■ Passage given:
========================================
That smaller budget is perhaps underselling things a bit—Jenkins tells stories of writers running to the store to buy props and go shopping for supplies. Black took off work for a recent taping to build props. It’s here that The Mystery Hour differs most from a large-scale network late night show. While writers help with planning, blocking and writing sketches, they must also be producers and help procure whatever it is they’ll need for a bit because if they don’t, it won’t get done.
DOING IT LIVE
At the taping, the bit that Houghton and his writers agonized over—it doesn’t go well. Of course, it’s all fixed in editing, but if you were in the audience that night, you got to see the organic machinations behind a television show—something not many people ever get to see. “There’s plenty of live shows to be seen in Springfield,” Jenkins says. “You can see a Little Theatre show at the Landers [Theatre], but you don’t want to see the mistakes. You don’t go watch the rehearsal process. For us you get to see the finished product as well as the behind-the-scenes, hidden stuff.”
========================================
■ Raw data:

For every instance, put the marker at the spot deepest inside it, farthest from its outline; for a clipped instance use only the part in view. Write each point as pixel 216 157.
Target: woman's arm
========================================
■ Description of the task: Write the next part of the article about The Mystery Hour, starting right after its final sentence. The material comes from a different source than the article about The Mystery Hour.

■ Task output:
You also get to see Houghton in his element as he interacts with the audience between segments. This is something he picked up while attending a taping of Craig Ferguson’s now-defunct The Late Late Show. The show was known for its laissez-faire attitude toward the form itself and its willingness to acutely acknowledge the fourth wall. On set at The Mystery Hour, Houghton is energized and loose during a taping. He seems casual and relaxed. It’s kind of a wonder to see his switch flip when the cameras are on: His guest is the most important person in the room, and, as those around him will attest, that focused interest is all genuine.
“The coolest part for me is watching him interact when the guests are on the show and the segment is over, when he sits and just really connects with [the guests]—it is super-inspiring,” Black says. “You can tell that he truly cares about these people and their stories. Unless you go to the live show, you wouldn’t get to see how much joy [Houghton] has doing that part. To me it’s those moments that you can see this is why he does this. If there’s anything that’s super-special about the show, it’s those moments.”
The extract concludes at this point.